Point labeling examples
════════════════

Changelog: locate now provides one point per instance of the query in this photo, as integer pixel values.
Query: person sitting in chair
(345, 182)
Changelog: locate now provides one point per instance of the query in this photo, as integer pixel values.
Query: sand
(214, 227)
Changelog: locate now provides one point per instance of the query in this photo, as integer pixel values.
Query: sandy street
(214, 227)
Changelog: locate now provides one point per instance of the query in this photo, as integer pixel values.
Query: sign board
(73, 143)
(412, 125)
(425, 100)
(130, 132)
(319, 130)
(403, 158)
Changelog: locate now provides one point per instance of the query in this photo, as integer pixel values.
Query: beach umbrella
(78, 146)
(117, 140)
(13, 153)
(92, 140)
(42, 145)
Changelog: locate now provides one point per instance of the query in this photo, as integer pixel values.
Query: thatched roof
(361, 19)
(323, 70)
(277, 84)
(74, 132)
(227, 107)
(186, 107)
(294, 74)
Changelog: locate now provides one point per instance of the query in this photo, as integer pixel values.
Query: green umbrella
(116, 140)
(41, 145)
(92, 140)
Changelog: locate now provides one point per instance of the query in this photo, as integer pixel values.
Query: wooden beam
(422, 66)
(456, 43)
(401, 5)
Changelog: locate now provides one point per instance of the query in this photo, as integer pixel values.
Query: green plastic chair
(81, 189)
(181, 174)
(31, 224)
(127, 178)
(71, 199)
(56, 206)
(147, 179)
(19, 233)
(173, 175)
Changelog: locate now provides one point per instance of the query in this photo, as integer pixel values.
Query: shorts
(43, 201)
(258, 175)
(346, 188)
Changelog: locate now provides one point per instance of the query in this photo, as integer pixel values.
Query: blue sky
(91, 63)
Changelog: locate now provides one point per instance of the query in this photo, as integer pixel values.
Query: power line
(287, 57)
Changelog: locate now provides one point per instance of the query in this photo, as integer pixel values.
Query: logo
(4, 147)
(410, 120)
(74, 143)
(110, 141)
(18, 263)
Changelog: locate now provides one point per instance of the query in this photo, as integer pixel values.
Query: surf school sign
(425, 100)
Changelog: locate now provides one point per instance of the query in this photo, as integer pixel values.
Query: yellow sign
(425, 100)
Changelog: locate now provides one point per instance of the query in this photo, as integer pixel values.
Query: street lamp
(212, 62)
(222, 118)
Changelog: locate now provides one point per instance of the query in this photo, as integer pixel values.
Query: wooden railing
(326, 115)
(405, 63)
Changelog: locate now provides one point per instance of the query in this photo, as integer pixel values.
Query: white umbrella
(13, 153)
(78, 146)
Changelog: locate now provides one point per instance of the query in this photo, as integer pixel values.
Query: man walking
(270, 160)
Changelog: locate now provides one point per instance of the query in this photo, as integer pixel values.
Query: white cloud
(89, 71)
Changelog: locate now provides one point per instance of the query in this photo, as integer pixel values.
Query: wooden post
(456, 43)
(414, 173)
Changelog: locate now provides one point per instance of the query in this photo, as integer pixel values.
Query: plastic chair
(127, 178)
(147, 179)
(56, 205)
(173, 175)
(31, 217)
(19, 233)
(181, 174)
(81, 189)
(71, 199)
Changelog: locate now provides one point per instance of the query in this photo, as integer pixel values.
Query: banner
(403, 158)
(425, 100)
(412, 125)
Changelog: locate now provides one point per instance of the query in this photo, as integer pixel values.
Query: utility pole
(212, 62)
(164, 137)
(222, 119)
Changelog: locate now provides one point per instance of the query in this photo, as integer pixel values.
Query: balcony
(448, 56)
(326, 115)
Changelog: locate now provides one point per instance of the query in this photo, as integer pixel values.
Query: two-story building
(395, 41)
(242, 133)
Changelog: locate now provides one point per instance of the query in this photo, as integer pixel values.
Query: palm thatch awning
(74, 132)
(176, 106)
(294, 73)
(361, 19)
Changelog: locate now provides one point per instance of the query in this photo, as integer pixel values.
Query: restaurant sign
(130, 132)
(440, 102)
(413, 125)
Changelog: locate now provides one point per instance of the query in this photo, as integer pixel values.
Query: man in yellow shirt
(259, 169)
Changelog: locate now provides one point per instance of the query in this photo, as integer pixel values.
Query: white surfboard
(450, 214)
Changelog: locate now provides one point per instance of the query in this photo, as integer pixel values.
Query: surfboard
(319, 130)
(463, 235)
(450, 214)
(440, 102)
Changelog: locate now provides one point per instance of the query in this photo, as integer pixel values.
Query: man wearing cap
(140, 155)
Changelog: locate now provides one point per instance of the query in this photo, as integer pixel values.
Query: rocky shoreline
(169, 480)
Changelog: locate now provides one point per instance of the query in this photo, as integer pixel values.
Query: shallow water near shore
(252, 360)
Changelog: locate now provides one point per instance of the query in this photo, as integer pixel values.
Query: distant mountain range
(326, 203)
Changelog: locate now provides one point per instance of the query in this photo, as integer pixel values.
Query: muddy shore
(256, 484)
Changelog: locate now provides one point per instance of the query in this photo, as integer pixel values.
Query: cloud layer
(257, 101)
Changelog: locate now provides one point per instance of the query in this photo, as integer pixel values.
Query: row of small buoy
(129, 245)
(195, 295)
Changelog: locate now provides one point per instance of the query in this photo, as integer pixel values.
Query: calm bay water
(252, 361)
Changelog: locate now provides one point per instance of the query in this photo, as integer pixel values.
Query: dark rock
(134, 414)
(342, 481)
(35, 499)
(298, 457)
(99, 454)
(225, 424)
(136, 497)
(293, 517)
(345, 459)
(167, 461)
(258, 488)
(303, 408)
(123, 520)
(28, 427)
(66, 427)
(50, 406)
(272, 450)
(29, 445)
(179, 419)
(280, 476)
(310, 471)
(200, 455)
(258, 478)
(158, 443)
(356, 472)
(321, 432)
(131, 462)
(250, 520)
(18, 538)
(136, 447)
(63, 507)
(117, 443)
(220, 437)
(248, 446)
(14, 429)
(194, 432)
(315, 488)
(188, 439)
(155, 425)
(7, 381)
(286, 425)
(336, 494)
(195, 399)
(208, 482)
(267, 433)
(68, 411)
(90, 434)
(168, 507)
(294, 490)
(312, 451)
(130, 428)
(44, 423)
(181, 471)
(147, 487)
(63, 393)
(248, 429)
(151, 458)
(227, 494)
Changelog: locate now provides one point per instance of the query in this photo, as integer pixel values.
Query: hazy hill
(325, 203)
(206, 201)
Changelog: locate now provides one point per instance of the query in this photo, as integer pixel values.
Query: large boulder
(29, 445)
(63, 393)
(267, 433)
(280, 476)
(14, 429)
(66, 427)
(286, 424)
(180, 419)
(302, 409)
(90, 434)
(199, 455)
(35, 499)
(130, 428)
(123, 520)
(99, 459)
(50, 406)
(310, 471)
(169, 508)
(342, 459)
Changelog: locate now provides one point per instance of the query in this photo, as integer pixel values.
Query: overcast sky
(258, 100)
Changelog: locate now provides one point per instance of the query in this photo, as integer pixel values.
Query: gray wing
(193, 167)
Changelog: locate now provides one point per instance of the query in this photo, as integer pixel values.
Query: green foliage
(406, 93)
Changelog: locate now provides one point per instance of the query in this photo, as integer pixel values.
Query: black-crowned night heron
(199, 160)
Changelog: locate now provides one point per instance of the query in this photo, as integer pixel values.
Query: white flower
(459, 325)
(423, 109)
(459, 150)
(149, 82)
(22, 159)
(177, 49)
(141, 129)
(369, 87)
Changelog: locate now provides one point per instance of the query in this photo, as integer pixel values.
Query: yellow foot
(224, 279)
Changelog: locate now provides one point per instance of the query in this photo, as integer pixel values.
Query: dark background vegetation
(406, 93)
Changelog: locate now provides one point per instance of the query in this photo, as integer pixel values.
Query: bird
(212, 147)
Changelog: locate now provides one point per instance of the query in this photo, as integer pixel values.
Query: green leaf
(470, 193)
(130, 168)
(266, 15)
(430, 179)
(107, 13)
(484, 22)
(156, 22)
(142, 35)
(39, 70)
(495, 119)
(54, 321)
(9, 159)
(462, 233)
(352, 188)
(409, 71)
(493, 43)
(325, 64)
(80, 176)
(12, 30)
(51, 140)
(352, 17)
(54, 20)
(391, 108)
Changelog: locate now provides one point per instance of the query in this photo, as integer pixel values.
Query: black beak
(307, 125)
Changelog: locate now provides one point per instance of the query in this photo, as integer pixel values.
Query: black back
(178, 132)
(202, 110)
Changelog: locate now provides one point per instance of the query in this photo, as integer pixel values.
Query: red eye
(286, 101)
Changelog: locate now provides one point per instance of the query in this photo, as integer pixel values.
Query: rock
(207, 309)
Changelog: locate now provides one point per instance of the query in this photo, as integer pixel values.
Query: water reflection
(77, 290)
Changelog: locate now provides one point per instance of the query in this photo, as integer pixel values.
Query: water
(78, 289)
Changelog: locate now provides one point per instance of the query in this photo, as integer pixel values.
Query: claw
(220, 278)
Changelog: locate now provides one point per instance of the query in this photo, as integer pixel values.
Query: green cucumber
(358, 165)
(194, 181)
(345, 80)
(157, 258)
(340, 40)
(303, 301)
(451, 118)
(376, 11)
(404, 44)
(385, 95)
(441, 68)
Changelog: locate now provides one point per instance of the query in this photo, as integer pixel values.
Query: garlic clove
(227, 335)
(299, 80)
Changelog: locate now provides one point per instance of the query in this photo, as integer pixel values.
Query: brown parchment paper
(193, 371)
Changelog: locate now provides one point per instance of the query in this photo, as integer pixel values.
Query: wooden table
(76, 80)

════════════════

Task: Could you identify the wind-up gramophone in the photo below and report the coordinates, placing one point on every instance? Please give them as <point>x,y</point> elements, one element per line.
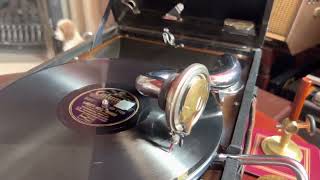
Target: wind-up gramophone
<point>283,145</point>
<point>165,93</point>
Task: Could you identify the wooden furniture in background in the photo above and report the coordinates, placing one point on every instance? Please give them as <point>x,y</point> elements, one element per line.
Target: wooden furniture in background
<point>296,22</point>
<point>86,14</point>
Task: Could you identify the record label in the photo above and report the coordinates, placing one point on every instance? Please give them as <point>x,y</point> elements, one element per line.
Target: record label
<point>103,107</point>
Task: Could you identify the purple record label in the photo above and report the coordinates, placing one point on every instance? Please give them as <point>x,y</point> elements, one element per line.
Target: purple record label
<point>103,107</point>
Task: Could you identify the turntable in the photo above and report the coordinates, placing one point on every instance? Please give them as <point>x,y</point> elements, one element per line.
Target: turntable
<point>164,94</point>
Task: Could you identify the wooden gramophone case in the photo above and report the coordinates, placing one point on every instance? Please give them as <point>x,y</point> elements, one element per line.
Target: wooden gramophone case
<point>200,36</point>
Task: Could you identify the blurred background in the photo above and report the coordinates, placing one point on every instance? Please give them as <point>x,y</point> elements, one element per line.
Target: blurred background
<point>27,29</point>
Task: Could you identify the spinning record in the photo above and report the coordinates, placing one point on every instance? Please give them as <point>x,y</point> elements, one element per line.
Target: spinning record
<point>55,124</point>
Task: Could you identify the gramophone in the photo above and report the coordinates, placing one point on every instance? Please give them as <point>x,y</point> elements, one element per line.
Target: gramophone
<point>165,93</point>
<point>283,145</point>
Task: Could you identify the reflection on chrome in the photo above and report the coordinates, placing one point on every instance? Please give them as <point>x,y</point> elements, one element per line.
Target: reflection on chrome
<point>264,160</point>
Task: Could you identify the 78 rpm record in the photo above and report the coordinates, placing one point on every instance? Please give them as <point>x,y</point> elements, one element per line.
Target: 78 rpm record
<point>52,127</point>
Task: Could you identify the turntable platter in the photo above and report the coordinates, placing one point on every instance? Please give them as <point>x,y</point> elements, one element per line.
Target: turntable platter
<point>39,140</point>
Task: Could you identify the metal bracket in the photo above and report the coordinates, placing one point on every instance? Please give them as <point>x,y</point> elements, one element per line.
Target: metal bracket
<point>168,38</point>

════════════════

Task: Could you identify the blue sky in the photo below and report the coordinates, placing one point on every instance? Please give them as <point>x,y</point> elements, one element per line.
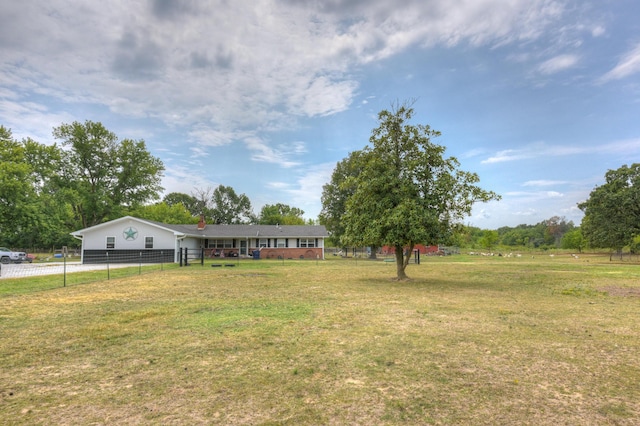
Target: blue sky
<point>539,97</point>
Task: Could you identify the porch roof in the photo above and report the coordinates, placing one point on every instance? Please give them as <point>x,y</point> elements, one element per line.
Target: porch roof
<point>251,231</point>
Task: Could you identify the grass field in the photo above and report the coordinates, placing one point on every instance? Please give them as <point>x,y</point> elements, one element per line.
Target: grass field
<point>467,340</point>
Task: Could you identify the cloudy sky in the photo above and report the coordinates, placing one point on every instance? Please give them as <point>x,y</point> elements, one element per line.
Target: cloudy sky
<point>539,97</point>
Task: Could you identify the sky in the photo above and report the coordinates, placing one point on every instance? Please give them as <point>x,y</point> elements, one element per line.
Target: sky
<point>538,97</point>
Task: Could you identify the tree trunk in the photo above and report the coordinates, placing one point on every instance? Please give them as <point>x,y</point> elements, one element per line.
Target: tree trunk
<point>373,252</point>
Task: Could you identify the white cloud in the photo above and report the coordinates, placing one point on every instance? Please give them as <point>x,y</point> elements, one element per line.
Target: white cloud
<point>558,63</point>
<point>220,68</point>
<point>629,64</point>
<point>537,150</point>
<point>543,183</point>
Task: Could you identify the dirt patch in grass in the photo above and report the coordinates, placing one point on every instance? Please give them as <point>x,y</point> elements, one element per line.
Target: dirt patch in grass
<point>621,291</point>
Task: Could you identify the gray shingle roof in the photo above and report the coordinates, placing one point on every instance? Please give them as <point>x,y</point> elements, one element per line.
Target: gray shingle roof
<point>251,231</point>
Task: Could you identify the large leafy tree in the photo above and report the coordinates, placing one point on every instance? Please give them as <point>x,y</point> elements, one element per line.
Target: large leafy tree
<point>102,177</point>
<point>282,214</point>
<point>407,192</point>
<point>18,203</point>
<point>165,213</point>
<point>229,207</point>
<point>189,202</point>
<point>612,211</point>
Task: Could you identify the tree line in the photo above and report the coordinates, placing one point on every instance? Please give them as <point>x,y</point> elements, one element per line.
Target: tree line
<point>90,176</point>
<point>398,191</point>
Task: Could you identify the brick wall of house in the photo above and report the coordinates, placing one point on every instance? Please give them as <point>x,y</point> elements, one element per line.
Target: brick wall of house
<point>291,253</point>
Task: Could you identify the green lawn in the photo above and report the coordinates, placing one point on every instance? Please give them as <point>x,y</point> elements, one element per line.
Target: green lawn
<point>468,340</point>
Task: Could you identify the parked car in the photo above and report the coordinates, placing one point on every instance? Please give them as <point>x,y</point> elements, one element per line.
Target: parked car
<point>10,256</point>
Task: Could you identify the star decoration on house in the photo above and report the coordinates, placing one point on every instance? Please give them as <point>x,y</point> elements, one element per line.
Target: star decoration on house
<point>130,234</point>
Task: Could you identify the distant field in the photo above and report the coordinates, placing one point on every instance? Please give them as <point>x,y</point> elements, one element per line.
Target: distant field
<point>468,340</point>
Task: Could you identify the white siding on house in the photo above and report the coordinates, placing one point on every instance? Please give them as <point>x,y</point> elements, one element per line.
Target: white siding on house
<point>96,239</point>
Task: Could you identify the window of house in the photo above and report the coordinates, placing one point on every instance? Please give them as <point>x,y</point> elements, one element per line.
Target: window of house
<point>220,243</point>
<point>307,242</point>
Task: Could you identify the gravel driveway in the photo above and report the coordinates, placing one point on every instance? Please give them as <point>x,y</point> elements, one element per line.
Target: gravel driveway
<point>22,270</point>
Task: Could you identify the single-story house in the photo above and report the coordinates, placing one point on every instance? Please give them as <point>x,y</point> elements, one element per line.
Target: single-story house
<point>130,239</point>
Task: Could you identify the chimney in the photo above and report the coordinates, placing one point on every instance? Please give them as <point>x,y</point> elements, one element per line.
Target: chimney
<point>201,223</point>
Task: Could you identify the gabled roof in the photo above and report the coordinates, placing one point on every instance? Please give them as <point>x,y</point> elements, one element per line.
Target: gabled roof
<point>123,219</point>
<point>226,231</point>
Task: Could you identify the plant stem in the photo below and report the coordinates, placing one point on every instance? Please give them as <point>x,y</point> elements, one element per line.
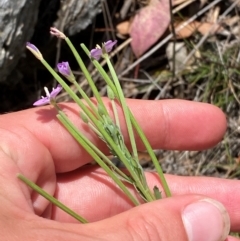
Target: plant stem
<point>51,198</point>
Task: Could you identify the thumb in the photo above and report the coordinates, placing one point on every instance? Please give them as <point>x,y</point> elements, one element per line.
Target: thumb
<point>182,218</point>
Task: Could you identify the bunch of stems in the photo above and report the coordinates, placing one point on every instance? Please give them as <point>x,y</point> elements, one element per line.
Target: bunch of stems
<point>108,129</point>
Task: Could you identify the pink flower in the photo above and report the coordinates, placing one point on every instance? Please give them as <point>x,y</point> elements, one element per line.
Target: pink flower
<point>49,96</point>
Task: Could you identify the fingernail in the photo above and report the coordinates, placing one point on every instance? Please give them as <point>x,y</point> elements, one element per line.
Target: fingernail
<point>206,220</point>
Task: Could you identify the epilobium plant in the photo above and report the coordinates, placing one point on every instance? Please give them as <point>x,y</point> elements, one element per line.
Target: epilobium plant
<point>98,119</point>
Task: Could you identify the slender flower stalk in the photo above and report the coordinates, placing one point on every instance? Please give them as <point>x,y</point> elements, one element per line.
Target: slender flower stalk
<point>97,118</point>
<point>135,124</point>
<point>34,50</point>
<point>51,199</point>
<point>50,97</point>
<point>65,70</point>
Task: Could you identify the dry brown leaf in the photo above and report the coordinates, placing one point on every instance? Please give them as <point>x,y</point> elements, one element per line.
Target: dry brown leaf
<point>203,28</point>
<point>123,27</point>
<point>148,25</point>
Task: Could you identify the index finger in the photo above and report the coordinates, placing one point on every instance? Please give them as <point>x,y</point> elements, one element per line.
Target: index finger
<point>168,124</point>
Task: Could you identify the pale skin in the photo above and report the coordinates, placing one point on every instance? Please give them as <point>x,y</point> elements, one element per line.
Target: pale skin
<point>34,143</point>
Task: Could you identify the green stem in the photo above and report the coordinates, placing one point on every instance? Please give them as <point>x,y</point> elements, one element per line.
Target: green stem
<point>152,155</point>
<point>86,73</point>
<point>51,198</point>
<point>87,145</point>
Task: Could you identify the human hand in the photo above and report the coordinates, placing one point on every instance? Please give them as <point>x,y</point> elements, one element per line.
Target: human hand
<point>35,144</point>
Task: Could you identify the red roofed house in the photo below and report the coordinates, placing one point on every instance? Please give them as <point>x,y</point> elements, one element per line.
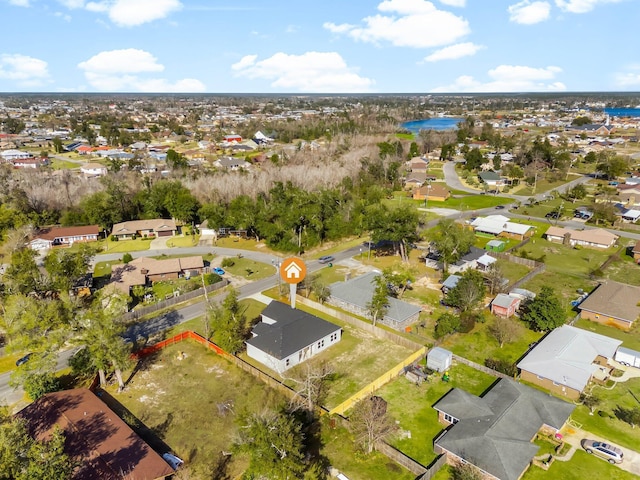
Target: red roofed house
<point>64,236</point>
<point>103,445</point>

════════════════

WORK TO COMPLETE
Please rewrite the data from the line with "Task: Could you identify the blurred" up to and including the line with "<point>27,29</point>", swapping "blurred background" for "out-of-focus background" and keeping everything else unchanged.

FULL SOLUTION
Task: Could you identify the out-of-focus background in the photo above and report the coordinates, placing one point on every instance? Please give them as <point>x,y</point> elements, one element per line.
Target: out-of-focus background
<point>27,29</point>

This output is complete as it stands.